[Stored items]

◇ ◇ ◇ ◇

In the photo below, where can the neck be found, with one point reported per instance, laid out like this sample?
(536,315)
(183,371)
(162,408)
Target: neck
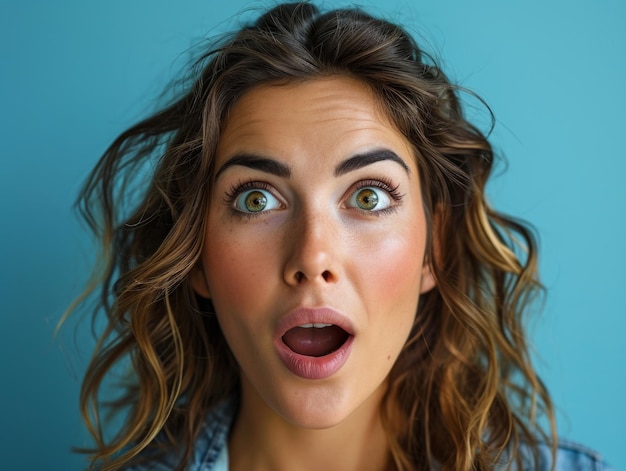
(262,440)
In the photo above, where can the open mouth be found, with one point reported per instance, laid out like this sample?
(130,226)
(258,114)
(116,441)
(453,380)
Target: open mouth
(315,340)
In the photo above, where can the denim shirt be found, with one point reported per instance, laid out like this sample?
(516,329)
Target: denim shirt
(211,450)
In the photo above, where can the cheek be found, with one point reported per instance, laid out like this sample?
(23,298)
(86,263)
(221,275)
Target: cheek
(236,268)
(395,266)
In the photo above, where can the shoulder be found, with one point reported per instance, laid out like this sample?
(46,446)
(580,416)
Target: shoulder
(208,447)
(570,456)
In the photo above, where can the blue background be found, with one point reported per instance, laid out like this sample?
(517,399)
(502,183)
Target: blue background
(75,73)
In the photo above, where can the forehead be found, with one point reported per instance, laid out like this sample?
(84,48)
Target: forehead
(336,114)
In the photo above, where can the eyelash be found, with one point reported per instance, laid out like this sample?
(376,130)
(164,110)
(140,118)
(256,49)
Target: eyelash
(382,183)
(235,190)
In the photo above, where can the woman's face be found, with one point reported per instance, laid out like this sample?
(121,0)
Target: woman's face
(314,249)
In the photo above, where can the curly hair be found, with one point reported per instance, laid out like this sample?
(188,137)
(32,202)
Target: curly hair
(463,393)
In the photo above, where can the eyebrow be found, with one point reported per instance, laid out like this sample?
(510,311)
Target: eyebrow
(279,169)
(256,162)
(369,158)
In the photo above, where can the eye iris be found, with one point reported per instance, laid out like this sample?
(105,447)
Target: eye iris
(255,201)
(367,199)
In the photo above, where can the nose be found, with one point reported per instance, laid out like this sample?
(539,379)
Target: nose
(312,248)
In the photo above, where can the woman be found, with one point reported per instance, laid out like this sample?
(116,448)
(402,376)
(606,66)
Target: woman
(312,278)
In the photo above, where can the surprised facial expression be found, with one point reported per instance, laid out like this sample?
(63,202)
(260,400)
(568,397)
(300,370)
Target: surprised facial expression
(314,249)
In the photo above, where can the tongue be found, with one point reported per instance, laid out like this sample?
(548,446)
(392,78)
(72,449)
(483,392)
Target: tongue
(315,342)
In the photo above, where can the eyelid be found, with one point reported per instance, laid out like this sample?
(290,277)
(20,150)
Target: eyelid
(241,187)
(383,184)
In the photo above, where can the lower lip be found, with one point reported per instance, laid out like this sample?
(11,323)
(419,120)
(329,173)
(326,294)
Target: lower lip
(308,367)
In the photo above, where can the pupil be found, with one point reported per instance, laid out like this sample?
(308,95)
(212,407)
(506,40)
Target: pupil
(256,201)
(367,199)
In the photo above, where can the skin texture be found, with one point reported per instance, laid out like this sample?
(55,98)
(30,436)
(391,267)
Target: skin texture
(313,246)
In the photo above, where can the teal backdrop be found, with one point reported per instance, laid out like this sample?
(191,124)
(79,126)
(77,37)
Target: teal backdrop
(73,74)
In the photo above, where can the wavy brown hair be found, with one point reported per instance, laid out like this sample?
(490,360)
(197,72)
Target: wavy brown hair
(462,395)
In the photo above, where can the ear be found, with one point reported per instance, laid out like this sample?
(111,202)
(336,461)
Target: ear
(427,281)
(199,282)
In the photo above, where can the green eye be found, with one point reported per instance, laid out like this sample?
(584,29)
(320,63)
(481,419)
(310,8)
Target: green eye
(255,201)
(370,199)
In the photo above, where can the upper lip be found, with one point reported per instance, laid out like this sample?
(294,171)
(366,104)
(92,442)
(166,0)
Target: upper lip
(315,315)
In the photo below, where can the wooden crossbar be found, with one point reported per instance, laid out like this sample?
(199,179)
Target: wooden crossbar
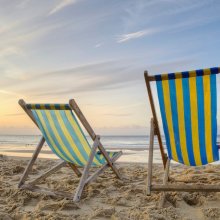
(84,176)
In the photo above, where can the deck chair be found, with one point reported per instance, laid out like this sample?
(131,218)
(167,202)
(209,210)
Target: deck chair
(188,107)
(62,132)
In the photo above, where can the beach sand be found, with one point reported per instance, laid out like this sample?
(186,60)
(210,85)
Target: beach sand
(107,197)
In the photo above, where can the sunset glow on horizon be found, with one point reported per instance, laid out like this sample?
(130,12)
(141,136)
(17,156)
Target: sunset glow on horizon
(96,52)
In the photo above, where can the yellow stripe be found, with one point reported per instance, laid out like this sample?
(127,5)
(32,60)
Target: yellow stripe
(207,110)
(62,106)
(39,114)
(166,95)
(80,135)
(69,138)
(51,122)
(194,118)
(181,121)
(52,107)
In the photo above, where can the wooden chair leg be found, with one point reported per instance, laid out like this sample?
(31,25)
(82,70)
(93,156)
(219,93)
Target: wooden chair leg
(31,162)
(108,159)
(75,169)
(85,173)
(150,158)
(165,181)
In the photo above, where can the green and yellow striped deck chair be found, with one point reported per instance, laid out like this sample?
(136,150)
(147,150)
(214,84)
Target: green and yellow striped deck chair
(62,132)
(188,107)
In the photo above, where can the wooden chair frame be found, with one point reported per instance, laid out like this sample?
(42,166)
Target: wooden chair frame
(84,176)
(154,131)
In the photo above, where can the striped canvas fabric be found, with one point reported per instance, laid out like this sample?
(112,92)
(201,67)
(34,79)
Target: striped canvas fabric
(188,106)
(63,134)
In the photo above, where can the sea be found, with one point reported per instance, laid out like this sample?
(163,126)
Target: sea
(134,148)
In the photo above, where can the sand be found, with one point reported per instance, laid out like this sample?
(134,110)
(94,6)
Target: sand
(107,197)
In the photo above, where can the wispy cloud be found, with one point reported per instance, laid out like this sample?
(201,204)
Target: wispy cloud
(98,45)
(61,5)
(139,34)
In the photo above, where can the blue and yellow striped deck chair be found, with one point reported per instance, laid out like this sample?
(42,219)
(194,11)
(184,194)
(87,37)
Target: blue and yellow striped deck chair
(60,129)
(188,107)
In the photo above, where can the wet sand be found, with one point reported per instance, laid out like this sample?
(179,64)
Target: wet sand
(107,197)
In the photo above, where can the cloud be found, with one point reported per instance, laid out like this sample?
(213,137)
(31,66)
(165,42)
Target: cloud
(62,5)
(98,45)
(135,35)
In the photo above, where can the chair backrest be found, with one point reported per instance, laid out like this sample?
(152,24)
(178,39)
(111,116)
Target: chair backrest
(62,132)
(188,106)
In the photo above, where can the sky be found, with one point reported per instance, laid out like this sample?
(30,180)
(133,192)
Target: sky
(96,51)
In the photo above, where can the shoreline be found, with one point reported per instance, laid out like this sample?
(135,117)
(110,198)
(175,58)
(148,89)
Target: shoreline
(107,197)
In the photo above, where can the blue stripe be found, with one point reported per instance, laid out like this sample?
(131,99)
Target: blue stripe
(187,118)
(201,118)
(162,110)
(75,119)
(62,136)
(54,136)
(173,100)
(171,76)
(80,146)
(214,117)
(214,70)
(47,138)
(74,136)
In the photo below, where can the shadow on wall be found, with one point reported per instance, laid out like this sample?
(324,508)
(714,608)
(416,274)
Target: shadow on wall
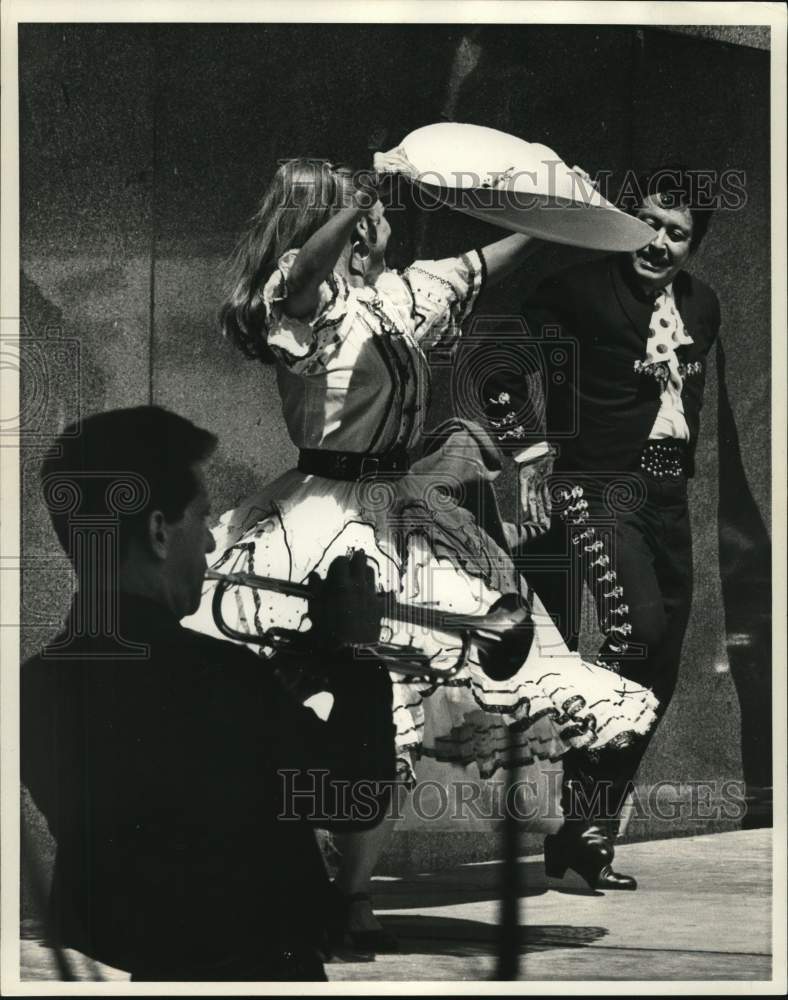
(745,574)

◇ ◇ ◇ ◇

Rescale the stretch of the listing above that begins at the line containing "In the photo above, where can the sky" and ends with the listing's final line, repeating every line with the requests and their sample points unchanged but with both coordinates of each answer point multiplied by 2.3 and rounded to whole numbers, halves going up. Leave the pictures out.

In the photo above, where can the sky be found, with one point reported per instance, laid out like this sample?
(30,180)
(133,192)
Target: sky
(221,117)
In the photo above, where can the shoreline be found, with one point reported per instance, laid out like this sample?
(135,117)
(110,198)
(175,58)
(148,89)
Target: shoreline
(246,453)
In the photo above, where can the blue stripe be found, with one point reported per instance, laid out like this sample?
(131,99)
Target: blue stripe
(430,271)
(462,271)
(373,253)
(173,274)
(143,313)
(124,313)
(398,230)
(393,175)
(184,336)
(492,269)
(492,161)
(108,317)
(170,313)
In the photo below, where can the shadow on wall be found, with one point reported per instance, laid out like this sample?
(324,508)
(714,608)
(416,274)
Target: shadow on wall
(1714,1320)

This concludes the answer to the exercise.